Excerpt -

Back in Israel, I hated my !%^&! stomach. Almost everything I ate found its way out fast - keeping even the important ingredients out of my body. I’ve lost weight, I’ve lost most of my energy and I was always aware of what was going on inside. Becoming hungry was scary, knowing I need to face that fucked up sensitive digestion system.
Back in Israel, I hated my !%^&! allergies. Almost everywhere I went and every tree I passed by gave me allergies to die off. Running closed-up nose, short headaches and the inability to have a good night sleep were only some of my common symptoms.

True, I wasn’t dying, and somehow I was able to maintain a pretty good shape and a fairly reasonable life, but I knew that I had it different than the lucky others. There were periods I had the hardest time “covering things up” and trying to avoid direct conversation about it, since criticism and more questions always followed. I think that at some point I even lied to my self about how bad things have become.

Work to complete -
1 - From the excerpt about digestive and allergy troubles back in Israel, write out everything from "Back in Israel, I hated my !%^&! allergies." down to "things have become.".
2 - Write what comes next in the account of stomach and allergy troubles back in Israel, picking up after its last sentence.

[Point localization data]
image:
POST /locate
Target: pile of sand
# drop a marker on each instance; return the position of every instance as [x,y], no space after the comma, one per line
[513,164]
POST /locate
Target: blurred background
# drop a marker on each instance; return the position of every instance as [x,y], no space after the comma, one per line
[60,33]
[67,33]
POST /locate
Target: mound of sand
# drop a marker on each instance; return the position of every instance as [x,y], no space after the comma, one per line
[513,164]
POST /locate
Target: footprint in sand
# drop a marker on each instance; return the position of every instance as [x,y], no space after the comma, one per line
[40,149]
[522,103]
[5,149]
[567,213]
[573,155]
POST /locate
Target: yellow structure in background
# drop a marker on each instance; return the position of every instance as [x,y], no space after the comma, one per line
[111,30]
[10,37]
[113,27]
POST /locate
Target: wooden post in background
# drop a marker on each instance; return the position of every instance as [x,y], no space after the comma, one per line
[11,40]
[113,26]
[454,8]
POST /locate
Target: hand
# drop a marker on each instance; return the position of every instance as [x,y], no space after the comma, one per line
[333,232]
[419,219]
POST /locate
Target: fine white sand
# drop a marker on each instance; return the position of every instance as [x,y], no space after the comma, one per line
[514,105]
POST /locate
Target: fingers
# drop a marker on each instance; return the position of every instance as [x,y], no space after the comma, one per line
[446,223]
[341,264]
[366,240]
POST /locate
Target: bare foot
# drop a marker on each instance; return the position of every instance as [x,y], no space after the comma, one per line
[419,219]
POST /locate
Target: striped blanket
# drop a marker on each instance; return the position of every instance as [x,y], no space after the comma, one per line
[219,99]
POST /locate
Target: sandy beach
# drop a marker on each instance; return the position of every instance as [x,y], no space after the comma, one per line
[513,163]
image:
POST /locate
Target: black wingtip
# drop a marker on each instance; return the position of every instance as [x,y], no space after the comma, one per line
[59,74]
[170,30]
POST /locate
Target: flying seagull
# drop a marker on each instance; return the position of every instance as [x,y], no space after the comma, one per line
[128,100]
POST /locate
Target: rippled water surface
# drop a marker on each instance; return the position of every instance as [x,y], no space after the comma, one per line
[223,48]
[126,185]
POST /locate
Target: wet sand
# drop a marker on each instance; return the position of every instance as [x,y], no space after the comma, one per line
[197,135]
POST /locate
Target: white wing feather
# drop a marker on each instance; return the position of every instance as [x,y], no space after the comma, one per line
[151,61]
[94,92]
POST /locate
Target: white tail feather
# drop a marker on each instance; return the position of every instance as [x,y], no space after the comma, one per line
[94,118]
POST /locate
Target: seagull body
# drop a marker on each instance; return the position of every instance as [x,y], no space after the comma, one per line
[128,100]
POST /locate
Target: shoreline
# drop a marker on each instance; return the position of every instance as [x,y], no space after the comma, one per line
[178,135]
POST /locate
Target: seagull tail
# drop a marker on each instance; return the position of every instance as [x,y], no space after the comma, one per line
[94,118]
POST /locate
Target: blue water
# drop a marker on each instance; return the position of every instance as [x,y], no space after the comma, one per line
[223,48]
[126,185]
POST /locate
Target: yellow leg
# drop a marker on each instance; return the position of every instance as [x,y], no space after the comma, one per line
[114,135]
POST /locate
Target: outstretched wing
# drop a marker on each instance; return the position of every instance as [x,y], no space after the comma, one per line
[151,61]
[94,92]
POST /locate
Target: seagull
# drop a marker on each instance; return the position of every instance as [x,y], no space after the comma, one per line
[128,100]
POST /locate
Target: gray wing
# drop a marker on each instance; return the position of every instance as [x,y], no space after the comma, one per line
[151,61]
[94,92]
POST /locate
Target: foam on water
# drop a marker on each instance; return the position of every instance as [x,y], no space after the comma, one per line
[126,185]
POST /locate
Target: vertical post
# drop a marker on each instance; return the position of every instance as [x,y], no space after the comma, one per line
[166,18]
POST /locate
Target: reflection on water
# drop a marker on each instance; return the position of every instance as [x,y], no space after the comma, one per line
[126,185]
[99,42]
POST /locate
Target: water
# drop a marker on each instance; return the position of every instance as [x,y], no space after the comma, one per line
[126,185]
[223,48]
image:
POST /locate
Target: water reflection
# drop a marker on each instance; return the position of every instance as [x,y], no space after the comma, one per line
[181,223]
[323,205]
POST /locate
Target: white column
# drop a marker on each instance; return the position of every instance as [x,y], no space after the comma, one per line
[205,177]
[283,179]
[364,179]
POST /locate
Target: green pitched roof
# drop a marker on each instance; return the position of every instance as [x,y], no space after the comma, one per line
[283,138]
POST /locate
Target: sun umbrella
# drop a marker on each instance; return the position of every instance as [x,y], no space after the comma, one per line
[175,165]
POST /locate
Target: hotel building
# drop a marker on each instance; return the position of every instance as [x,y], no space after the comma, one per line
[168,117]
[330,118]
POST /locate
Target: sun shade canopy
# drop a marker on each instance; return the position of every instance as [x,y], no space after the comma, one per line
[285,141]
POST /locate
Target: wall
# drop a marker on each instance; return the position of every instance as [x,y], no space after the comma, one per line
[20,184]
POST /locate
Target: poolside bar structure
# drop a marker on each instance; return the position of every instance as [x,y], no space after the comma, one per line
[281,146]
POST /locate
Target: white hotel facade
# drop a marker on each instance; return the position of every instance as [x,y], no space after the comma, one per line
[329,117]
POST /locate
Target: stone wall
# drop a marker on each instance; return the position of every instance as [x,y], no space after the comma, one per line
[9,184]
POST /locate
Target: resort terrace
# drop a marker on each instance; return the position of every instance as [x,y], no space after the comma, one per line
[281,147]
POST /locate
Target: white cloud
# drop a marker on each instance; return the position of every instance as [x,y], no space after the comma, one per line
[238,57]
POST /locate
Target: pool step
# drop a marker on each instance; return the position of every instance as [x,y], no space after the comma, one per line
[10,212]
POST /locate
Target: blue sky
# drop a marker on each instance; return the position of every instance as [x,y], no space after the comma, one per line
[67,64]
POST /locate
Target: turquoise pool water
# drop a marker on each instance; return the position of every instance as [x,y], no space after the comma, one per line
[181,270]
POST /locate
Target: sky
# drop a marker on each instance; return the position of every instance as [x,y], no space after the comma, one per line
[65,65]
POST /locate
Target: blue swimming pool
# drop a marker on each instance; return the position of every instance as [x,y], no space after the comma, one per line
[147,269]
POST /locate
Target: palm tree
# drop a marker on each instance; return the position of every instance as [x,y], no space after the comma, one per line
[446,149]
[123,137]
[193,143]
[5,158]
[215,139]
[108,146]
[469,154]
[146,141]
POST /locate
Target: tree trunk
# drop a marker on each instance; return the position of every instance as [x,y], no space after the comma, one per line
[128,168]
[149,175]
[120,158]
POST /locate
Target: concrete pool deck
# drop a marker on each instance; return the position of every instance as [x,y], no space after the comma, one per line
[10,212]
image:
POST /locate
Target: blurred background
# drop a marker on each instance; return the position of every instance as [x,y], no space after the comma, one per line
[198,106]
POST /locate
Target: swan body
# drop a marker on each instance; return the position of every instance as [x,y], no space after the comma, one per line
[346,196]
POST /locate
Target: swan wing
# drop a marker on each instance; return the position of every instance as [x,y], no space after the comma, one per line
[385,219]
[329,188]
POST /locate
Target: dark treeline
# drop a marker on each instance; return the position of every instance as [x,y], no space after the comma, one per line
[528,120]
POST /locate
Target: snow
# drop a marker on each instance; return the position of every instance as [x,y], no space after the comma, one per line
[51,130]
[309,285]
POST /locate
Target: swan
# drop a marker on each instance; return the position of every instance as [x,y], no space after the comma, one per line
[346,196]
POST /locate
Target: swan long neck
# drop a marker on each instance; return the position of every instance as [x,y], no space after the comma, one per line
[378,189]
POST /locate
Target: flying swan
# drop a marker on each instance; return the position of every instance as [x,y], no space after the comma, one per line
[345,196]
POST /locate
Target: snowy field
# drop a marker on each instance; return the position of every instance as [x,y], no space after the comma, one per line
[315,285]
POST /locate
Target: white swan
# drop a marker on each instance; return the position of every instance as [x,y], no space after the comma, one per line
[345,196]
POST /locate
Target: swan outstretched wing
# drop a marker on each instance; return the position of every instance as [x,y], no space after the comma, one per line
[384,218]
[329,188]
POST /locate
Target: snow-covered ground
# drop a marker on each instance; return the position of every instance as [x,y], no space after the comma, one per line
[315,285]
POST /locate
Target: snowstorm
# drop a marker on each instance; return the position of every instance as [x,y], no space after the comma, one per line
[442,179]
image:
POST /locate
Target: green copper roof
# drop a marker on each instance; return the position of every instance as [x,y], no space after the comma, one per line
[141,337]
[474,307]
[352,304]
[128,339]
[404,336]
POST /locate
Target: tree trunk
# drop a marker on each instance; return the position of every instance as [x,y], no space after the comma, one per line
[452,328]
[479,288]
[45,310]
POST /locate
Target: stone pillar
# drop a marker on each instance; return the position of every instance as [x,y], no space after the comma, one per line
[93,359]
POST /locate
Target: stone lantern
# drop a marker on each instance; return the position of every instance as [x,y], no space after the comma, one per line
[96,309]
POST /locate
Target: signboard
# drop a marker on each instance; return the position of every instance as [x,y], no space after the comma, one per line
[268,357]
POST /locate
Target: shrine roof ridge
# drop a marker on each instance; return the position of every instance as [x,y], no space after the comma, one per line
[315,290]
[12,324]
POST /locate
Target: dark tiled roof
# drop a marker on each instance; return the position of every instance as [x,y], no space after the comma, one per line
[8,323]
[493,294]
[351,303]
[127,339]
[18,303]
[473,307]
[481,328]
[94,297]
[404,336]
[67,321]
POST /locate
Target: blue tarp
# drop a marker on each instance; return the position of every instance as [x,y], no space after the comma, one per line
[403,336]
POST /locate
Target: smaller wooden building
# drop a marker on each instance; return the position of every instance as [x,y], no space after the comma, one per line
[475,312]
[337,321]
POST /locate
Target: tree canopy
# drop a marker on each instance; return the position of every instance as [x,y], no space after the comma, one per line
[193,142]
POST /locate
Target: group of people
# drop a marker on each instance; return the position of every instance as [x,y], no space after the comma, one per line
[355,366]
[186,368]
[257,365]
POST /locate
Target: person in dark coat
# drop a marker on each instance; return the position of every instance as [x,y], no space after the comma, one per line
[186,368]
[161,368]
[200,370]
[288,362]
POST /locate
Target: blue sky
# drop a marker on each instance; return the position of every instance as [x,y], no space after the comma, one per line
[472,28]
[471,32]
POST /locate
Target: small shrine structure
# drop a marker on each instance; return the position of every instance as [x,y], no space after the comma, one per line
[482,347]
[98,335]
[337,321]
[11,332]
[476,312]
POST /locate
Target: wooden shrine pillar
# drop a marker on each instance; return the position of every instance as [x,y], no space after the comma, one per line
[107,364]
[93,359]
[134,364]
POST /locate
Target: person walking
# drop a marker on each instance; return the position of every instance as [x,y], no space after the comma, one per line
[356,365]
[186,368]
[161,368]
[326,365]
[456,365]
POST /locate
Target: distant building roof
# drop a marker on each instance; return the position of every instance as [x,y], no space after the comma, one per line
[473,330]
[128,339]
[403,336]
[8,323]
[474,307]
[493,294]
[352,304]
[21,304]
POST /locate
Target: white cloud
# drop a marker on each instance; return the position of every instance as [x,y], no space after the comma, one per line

Set of answers -
1 -
Back in Israel, I hated my !%^&! allergies. Almost everywhere I went and every tree I passed by gave me allergies to die off. Running closed-up nose, short headaches and the inability to have a good night sleep were only some of my common symptoms.

True, I wasn’t dying, and somehow I was able to maintain a pretty good shape and a fairly reasonable life, but I knew that I had it different than the lucky others. There were periods I had the hardest time “covering things up” and trying to avoid direct conversation about it, since criticism and more questions always followed. I think that at some point I even lied to my self about how bad things have become.

2 -
Only reason I’m bringing this up is that up till now, tfu tfu, I haven’t had any of those things traveling. I walk through the hardest jungle rainforests, sleep next to Malaria and Flu infested lakes, eat shitloads of dirty local food and nothing happens. My stomach has survived and overpowered food that has made my strongest travel-mates fall off to a near coma, my immune system fighting off allergies and diseases that had severely shutdown people I met. Eating that wonderful street food yesterday with the locals I was suddenly aware of the transformation. I no longer need to think twice about what I eat and where I eat it. Everything is fine and it allows me wondrous interactions with the local folks.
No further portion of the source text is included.